Items —
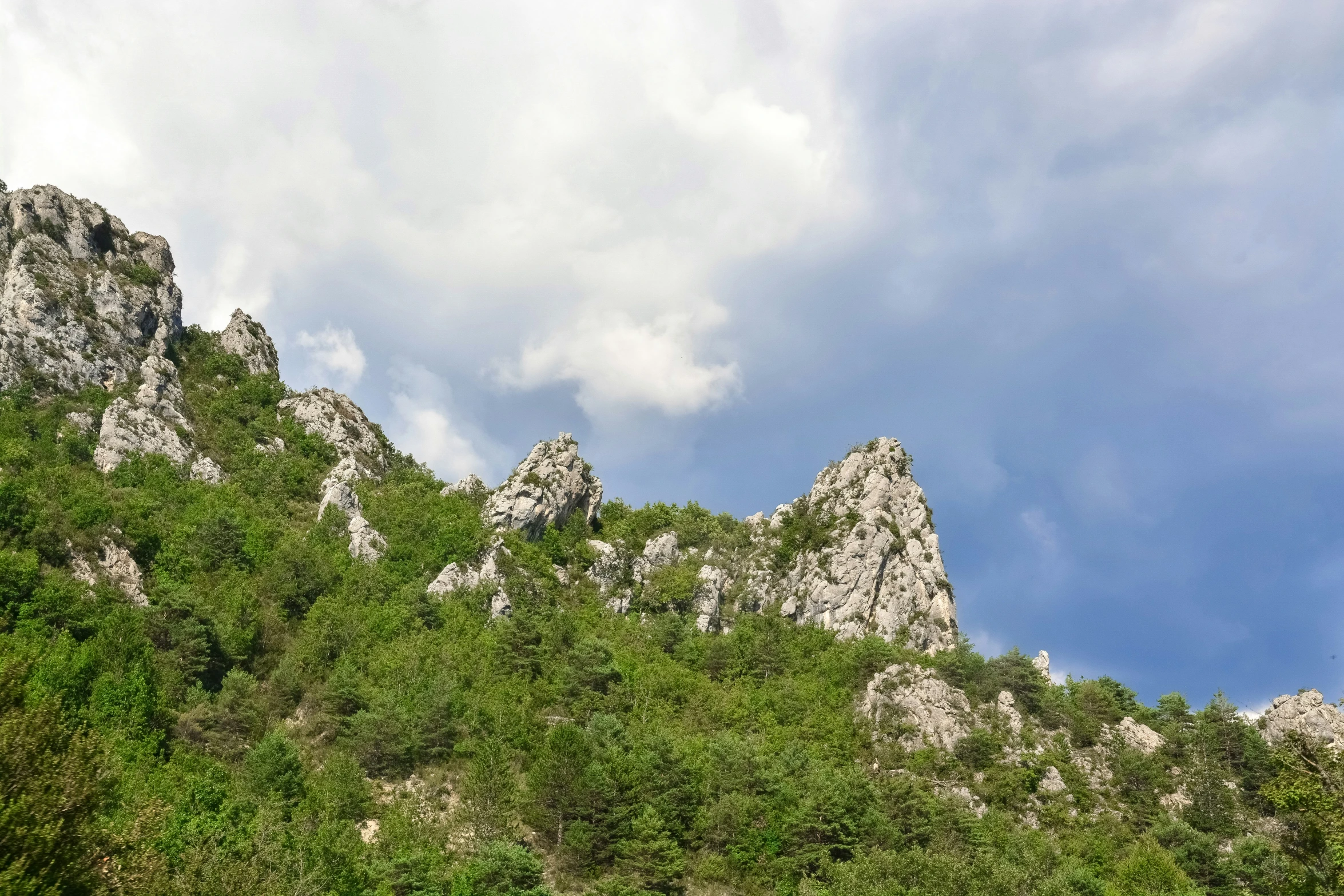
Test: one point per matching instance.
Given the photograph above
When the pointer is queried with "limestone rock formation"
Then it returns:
(1008, 712)
(1138, 735)
(467, 577)
(82, 300)
(365, 540)
(547, 487)
(127, 429)
(339, 422)
(470, 484)
(160, 391)
(661, 551)
(1307, 714)
(880, 570)
(204, 469)
(248, 339)
(117, 566)
(709, 597)
(1053, 782)
(910, 696)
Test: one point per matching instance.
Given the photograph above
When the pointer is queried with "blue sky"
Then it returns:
(1082, 258)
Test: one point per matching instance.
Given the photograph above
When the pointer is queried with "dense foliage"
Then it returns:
(281, 719)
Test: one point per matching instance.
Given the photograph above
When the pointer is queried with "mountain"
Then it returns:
(246, 645)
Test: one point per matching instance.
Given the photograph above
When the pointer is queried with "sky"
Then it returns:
(1081, 257)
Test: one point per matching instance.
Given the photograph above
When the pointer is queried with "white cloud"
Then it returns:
(333, 354)
(588, 171)
(428, 429)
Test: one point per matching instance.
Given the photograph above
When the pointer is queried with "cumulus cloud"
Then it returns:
(428, 429)
(590, 170)
(333, 354)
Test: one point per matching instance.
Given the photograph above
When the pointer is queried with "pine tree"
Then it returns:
(651, 856)
(491, 794)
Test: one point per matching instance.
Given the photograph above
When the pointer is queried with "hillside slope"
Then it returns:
(248, 647)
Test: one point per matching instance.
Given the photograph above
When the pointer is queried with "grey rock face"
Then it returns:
(1307, 714)
(117, 566)
(339, 422)
(127, 429)
(1008, 711)
(547, 487)
(1053, 782)
(912, 695)
(82, 300)
(204, 469)
(659, 552)
(470, 484)
(160, 391)
(365, 541)
(467, 577)
(248, 339)
(709, 597)
(1138, 735)
(882, 570)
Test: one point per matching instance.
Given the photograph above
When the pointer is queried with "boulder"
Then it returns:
(160, 391)
(1008, 712)
(127, 429)
(1053, 782)
(1307, 714)
(456, 575)
(470, 484)
(82, 300)
(339, 422)
(365, 541)
(248, 339)
(1136, 735)
(547, 487)
(204, 469)
(659, 552)
(880, 570)
(709, 597)
(914, 696)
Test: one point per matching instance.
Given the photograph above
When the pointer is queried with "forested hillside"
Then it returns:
(209, 687)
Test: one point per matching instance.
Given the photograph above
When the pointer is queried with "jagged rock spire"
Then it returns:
(248, 339)
(550, 484)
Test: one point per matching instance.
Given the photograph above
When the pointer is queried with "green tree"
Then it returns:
(490, 793)
(49, 794)
(650, 856)
(557, 777)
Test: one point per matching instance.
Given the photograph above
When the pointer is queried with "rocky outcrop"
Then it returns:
(128, 429)
(248, 339)
(470, 484)
(1136, 735)
(927, 711)
(160, 391)
(1053, 782)
(339, 422)
(82, 300)
(456, 575)
(116, 566)
(204, 469)
(1308, 715)
(547, 487)
(661, 551)
(878, 570)
(709, 597)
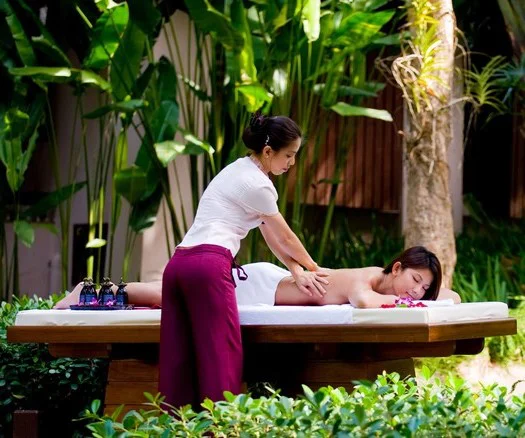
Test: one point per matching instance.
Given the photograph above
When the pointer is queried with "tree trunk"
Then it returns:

Exercise details — Keep the pictures out of your copy, and repeat every entry above exactly.

Solution for this task —
Test: one point per matching instance.
Given the photograph above
When the pointer is queried with "limestone rock formation"
Then it returns:
(1008, 712)
(1138, 735)
(467, 577)
(82, 300)
(365, 540)
(547, 487)
(127, 429)
(339, 422)
(470, 484)
(160, 391)
(661, 551)
(1307, 714)
(880, 570)
(204, 469)
(248, 339)
(117, 566)
(709, 597)
(1053, 782)
(910, 696)
Test: one point per matching instance.
Given the photograph above
When the pointer is queried with "blue sky"
Then it returns:
(1082, 258)
Test: one point per matching instance.
Given the photograph above
When the pointer is queried with "dense foliage"
Then it returns:
(281, 719)
Test: one point per matching instance.
Given the photograph above
When the pointer is queried with "mountain"
Then it returns:
(246, 645)
Test: one point per matching instance.
Given the photograph above
When the pointer is queried with "sky"
Then it returns:
(1081, 257)
Test: one point per matching instance.
Given the photograph above
When the pointer is queried with "white cloud"
Then it returns:
(333, 354)
(588, 171)
(428, 429)
Test: one point per matching instance.
Given the photograph above
When the pointer is queried with "cumulus cloud"
Then it returns:
(428, 429)
(590, 170)
(333, 354)
Test: one point per matching instance.
Given the photograph above
When the pointer is queried with "pine tree"
Then it returns:
(651, 856)
(491, 794)
Test: one point per matching instance.
Given the photograph above
When the pointer is queried with "hillside slope"
Then it returns:
(248, 647)
Test: one point per matching instance.
Given the photograph above
When the pointer is queried with "grey rock face"
Then it returns:
(1307, 714)
(117, 566)
(339, 422)
(127, 429)
(1008, 711)
(547, 487)
(1053, 782)
(912, 695)
(82, 300)
(204, 469)
(659, 552)
(470, 484)
(160, 391)
(365, 541)
(467, 577)
(248, 339)
(709, 597)
(1138, 735)
(882, 570)
Test: one point per matching instance.
Given the photograph above
When the pointer is queried with "boulder"
Then it returns:
(160, 391)
(1008, 712)
(127, 429)
(1053, 782)
(1307, 714)
(456, 575)
(470, 484)
(82, 300)
(339, 422)
(365, 541)
(248, 339)
(1136, 735)
(547, 487)
(204, 469)
(659, 552)
(880, 570)
(709, 597)
(914, 696)
Test: one point per matching instance.
Given the photograph above
When the pointer is queried with "forested hillside"
Then it returns:
(209, 687)
Test: one point per matching instance.
Given the photograph above
When the pointer is queried with "jagged rock spire"
Then it returns:
(248, 339)
(550, 484)
Test: one point per matching instance.
Given the photograph above
When the pointer is queried with "green tree"
Then it returns:
(490, 793)
(49, 794)
(650, 856)
(557, 777)
Test: one point per matching instance.
Given the photograph above
When the pointer is queried with "rocky outcrop"
Then it returns:
(128, 429)
(248, 339)
(470, 484)
(1136, 735)
(927, 711)
(160, 391)
(1053, 782)
(339, 422)
(82, 300)
(456, 575)
(116, 566)
(204, 469)
(1308, 715)
(547, 487)
(661, 551)
(878, 570)
(709, 597)
Test: one point per matching instance.
Given the photograph above
When the pointer is queried with "tree trunk"
Then it returns:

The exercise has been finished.